The problem: Arrange the lines, starting at the one containing "For full credit, report the bounding box of the textured" and ending at the one containing "0, 109, 470, 279", as a Markdown table with the columns Number and Line. Give each line its row number, and leave out any blank lines.

Data section:
□ □ □ □ □

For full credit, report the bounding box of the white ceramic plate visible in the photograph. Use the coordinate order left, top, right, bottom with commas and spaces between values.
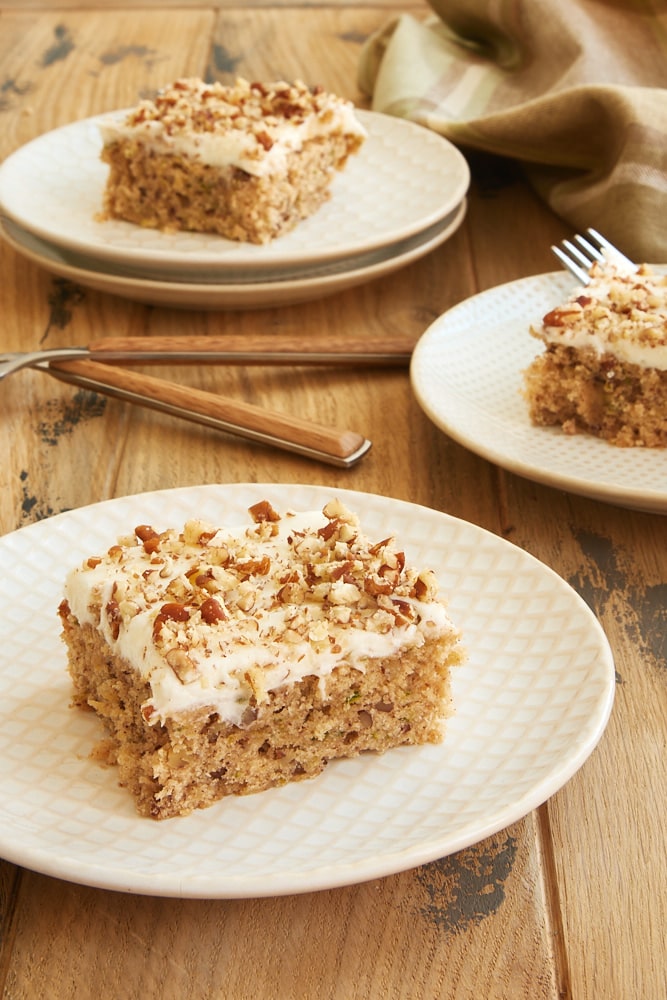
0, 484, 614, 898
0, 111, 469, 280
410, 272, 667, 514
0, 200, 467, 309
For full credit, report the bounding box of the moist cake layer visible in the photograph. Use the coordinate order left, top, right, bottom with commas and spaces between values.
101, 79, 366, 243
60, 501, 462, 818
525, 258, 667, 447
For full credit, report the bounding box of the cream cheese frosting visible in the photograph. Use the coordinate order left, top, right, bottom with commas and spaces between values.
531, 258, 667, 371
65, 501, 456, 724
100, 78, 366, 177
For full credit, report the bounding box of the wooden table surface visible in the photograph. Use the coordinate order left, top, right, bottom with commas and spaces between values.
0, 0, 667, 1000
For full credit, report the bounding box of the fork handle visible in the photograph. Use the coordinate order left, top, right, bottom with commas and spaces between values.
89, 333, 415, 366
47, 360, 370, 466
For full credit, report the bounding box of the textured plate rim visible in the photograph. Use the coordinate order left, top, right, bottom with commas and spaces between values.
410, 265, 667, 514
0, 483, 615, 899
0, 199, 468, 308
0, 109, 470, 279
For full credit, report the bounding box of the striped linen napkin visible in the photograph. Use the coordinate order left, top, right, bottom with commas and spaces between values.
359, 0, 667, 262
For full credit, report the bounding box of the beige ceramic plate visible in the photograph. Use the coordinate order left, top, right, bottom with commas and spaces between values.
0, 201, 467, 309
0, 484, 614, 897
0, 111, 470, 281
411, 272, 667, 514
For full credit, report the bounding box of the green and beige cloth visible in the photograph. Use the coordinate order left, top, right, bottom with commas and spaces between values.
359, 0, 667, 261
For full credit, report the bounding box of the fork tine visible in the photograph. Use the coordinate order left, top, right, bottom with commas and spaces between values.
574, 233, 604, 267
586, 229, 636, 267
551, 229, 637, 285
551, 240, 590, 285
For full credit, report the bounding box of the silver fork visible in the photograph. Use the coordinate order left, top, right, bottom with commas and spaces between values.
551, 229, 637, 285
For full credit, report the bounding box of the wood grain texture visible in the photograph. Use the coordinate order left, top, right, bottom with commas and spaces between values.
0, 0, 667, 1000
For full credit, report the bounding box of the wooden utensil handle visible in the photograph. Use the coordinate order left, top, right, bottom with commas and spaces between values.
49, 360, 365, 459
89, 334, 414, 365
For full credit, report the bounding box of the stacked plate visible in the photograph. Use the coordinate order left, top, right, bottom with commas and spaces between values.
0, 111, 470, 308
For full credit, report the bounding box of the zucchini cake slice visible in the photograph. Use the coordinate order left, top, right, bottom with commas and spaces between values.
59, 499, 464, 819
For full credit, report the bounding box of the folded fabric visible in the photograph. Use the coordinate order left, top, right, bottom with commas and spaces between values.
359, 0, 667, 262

□ □ □ □ □

Output below:
| Number | Line |
|---|---|
| 1 | For full credit, report the bounding box of the textured plate rim visible in the photograph. Use the coordinate order left, top, right, bottom with commas and spaces between values. |
| 2 | 410, 265, 667, 514 |
| 3 | 0, 483, 615, 899 |
| 4 | 0, 199, 468, 308 |
| 5 | 0, 109, 470, 279 |